--- begin ---
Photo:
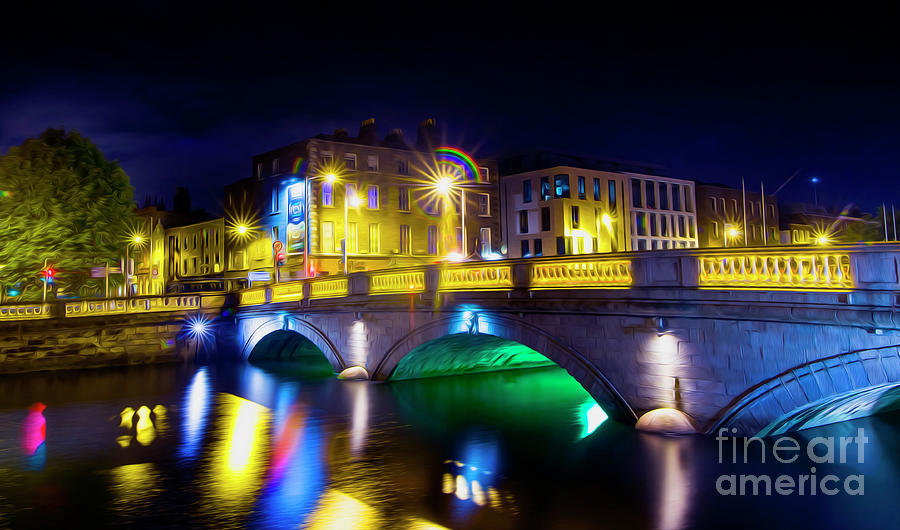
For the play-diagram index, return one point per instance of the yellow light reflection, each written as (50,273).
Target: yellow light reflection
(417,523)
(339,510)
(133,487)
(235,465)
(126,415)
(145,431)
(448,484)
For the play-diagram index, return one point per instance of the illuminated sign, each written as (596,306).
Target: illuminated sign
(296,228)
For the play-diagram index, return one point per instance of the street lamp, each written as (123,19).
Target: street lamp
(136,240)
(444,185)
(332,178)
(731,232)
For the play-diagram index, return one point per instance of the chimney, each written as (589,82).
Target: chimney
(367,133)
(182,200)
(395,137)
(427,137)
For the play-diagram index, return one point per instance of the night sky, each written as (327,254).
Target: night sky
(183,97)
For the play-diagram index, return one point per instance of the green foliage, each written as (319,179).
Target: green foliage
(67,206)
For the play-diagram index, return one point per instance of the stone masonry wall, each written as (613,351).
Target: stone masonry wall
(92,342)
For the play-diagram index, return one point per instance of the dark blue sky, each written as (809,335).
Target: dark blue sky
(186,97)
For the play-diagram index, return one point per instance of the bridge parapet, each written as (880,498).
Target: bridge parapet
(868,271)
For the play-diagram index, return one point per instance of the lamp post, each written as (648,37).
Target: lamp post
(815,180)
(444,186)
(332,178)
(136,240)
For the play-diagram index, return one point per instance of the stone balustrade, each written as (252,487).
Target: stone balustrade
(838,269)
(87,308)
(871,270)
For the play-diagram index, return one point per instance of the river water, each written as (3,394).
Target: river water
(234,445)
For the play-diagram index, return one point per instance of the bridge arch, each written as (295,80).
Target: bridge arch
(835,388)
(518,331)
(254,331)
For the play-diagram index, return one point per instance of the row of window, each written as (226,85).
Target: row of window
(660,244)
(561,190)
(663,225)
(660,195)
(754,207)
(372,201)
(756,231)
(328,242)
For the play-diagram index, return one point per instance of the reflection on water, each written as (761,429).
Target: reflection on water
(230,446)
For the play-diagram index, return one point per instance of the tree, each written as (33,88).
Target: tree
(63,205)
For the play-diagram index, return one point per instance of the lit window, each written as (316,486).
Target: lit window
--- end ---
--- begin ---
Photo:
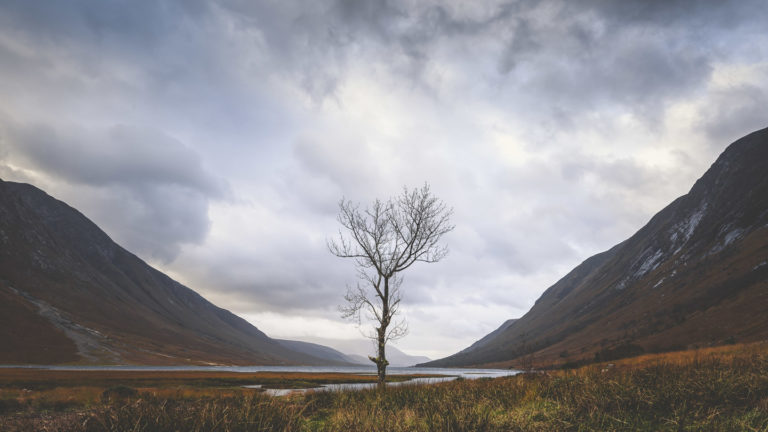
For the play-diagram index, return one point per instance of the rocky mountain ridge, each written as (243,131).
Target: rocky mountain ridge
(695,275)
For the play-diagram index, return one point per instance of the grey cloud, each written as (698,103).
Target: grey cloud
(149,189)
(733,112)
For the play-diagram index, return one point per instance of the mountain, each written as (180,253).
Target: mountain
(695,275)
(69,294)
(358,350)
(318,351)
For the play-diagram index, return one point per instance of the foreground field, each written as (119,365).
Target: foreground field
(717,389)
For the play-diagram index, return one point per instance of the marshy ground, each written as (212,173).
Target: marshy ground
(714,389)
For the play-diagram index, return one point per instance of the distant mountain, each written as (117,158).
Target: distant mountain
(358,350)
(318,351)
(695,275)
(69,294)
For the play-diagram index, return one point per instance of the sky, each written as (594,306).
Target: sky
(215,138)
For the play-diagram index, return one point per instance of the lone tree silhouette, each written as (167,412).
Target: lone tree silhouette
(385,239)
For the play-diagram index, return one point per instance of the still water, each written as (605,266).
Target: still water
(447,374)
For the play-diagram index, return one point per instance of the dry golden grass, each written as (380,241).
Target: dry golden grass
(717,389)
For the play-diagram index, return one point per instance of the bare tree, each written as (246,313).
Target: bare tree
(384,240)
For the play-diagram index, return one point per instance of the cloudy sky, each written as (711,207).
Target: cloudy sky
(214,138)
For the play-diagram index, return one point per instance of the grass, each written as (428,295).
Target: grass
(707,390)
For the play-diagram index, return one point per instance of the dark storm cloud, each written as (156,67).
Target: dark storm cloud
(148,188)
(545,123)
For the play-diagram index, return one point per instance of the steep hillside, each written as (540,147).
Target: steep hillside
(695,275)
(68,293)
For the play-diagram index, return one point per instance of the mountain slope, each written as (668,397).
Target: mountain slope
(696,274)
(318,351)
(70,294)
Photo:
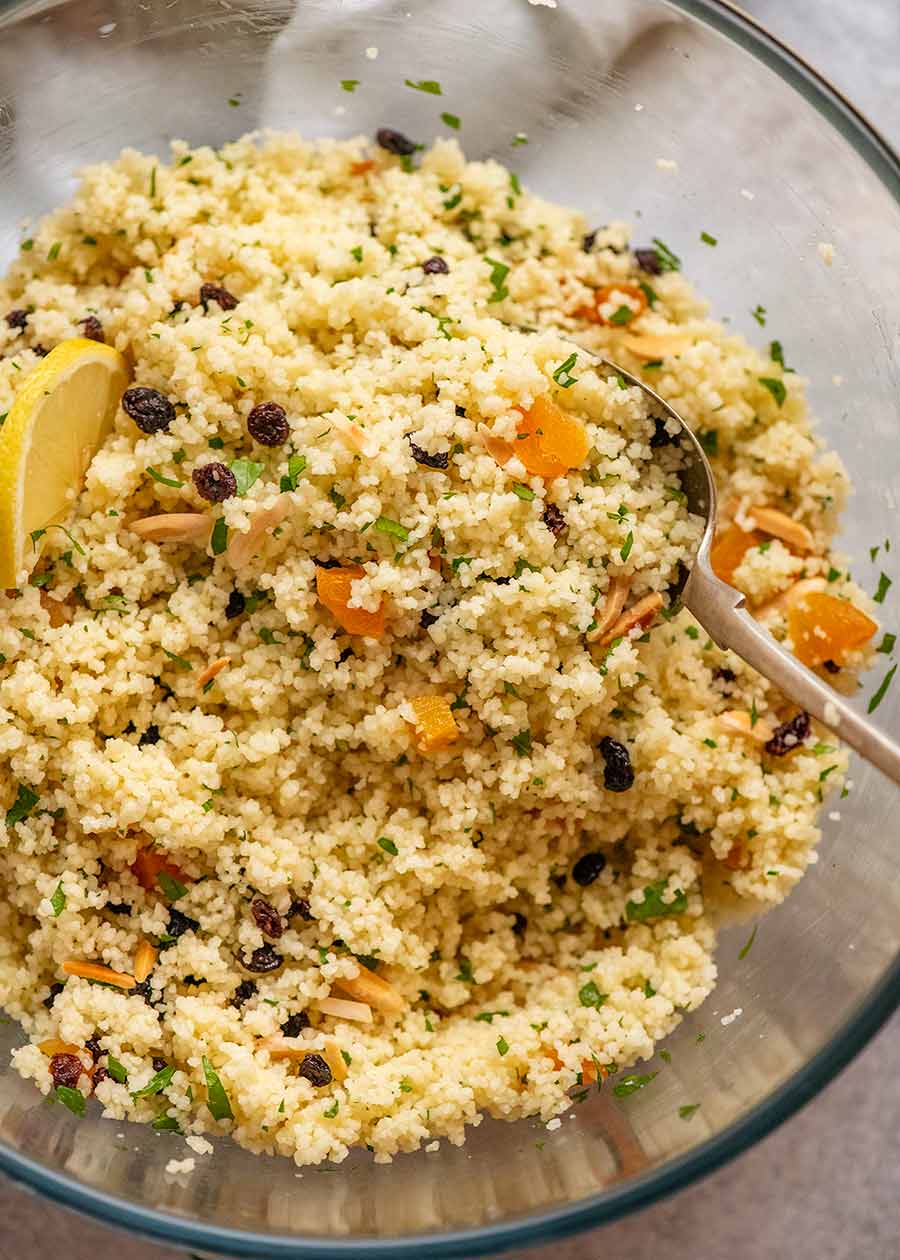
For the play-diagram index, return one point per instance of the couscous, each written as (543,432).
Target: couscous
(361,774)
--- end ---
▸ **Stated exercise**:
Rescale the part of the listing that opens with the line containing "written as (295,80)." and closes with the line containing "Target: lit window", repeating every line in it, requests included. Multiply each answer coordinate by 0.3 and round to whole numbers with halves going up, but leave the requests and their sample points as they are.

▸ **Written solution**:
For the play-diagram index, return one point per instance of the bridge arch, each written as (295,80).
Target: bridge arch
(251,116)
(155,99)
(76,99)
For the play-diagram index, return one point per instance of the row of window, each written as (226,85).
Target: row of window
(198,73)
(168,57)
(199,68)
(198,59)
(226,62)
(112,60)
(227,69)
(98,73)
For the play-diagram index, return one point per instance of the reflection on water, each written as (761,429).
Target: reflection on water
(69,134)
For the play-diagram index, return one point per instance of the tree, each written as (33,88).
Target: tree
(19,62)
For the play-diagram index, return one point per instance of the lit window, each written as (316,486).
Target: lit window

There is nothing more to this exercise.